● **Passage**
# Martingale with clip girth attachment?



## Dovorian (8 January 2007)

I'm looking for a martingale which attaches to the girth with a clip as I am using a wide shaped jumping girth which has a central dee for presumably a martingale. Apart from asything  else I always forget to loop the martingale thru the girth so this would be easier!  Have tried Stubben but although they sell the girths no joy.


----------



## foraday (8 January 2007)

I got my saddlery to make me one

Gerry Reynolds newmarket

I think he has a website just google gr saddlery


----------



## Rambo (8 January 2007)

Does the girth not have a leather flap and billet to take the 'standard' martingale attachment !? I though the D rings on girths were generally there for the attachment of draw reins with clips


----------



## Dovorian (8 January 2007)

No, it doesn't have a flap and billet -  I'm sure that you are correct about the intended use, I have used a Whitaker Bungee aid with it but it seemed logical to try it with a Martingale.  I may try to get an existing altered by the saddler just as a test run!

● **Stored records**
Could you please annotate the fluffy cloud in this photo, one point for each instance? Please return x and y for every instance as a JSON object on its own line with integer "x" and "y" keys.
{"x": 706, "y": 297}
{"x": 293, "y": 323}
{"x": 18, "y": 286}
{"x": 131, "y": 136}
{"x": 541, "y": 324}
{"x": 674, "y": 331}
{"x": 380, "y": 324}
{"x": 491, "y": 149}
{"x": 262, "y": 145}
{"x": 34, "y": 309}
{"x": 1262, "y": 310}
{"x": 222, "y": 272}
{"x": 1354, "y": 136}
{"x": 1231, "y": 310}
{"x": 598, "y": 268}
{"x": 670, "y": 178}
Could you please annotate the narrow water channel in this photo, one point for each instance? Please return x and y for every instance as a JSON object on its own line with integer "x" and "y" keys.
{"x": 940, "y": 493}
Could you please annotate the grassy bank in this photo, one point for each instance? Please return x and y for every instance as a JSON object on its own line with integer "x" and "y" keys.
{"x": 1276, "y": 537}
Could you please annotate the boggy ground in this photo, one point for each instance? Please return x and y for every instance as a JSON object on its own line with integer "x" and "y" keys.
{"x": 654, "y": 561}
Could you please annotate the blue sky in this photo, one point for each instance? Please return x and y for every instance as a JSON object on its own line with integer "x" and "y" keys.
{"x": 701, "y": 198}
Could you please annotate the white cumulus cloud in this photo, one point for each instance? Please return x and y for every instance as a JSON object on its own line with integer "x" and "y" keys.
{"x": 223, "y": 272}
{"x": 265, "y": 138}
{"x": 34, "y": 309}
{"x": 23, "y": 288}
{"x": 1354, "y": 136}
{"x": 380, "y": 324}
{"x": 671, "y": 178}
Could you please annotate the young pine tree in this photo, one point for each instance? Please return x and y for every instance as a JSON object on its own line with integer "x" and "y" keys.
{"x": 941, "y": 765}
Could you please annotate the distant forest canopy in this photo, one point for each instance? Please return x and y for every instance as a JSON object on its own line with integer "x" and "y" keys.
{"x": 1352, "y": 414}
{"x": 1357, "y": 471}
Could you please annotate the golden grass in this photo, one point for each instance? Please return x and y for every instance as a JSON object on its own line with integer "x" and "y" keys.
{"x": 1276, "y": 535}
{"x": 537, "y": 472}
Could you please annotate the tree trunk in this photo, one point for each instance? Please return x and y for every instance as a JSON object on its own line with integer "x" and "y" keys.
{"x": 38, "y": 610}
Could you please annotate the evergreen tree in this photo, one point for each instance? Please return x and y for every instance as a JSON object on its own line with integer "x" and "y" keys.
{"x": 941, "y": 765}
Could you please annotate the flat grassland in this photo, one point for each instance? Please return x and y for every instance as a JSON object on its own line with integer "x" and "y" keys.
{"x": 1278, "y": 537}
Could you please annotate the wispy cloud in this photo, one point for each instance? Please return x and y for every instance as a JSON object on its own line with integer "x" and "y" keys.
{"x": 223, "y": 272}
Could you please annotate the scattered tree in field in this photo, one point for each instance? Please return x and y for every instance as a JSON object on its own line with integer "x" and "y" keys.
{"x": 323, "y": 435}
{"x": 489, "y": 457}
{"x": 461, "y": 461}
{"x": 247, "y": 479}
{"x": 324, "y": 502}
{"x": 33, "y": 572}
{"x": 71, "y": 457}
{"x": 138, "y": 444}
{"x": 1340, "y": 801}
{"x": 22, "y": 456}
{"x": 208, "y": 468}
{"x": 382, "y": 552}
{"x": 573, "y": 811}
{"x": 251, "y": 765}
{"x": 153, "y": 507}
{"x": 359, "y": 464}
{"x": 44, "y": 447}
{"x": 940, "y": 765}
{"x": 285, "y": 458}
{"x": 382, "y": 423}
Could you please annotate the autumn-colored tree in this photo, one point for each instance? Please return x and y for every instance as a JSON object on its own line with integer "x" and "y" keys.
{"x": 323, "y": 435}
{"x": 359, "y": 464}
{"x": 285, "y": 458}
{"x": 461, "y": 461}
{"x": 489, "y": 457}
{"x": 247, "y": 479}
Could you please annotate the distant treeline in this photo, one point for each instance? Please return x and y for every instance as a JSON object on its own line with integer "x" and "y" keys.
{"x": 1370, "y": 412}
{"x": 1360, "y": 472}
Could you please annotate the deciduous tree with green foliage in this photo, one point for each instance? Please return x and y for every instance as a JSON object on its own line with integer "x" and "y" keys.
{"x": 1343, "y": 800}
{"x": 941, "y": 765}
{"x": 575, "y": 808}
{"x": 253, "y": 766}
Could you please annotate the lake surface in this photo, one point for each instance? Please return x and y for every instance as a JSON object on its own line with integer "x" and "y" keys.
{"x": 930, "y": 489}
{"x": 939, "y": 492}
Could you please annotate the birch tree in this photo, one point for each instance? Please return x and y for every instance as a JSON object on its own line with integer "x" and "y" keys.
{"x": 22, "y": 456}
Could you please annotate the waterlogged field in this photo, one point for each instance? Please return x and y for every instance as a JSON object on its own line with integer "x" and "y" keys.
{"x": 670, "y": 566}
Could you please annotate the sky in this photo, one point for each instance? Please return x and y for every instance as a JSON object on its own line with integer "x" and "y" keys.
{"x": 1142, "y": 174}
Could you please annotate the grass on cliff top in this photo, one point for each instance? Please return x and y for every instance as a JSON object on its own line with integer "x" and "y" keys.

● **Parts of the exercise**
1/ In the martingale thread, what does Rambo think the D rings on girths are generally there for?
2/ Continue the martingale thread from the end of Dovorian's last post.
Nothing in the listing is needed from here on.

● **Outputs by task**
1/ Attaching draw reins with clips.

2/
----------



## clipertyplop (8 January 2007)

i think i saw one of the said martingales on ebay might be worth a look


----------



## Nickymac (8 January 2007)

Olney do one, I think the make is Prestige - have a look on Ebay first though.


----------



## mitchellk (8 January 2007)

Would really avoid prestige breastplate, we used one last year, clips came undone on three seperate occasions, in different parts of the breastplate. Both matingale clips went and the girth clip went at a 2*. These were replaced and it happened again- uk rep still hasnt sorted prob out after many phone calls.
I ended up sewing and taping every clip before xc, they also have no strap over the wither and if one of these clips (onto d rings) went it really would be disaster (used to have to sew one of those too!)- just a warning!


----------



## GatefieldHorses (9 January 2007)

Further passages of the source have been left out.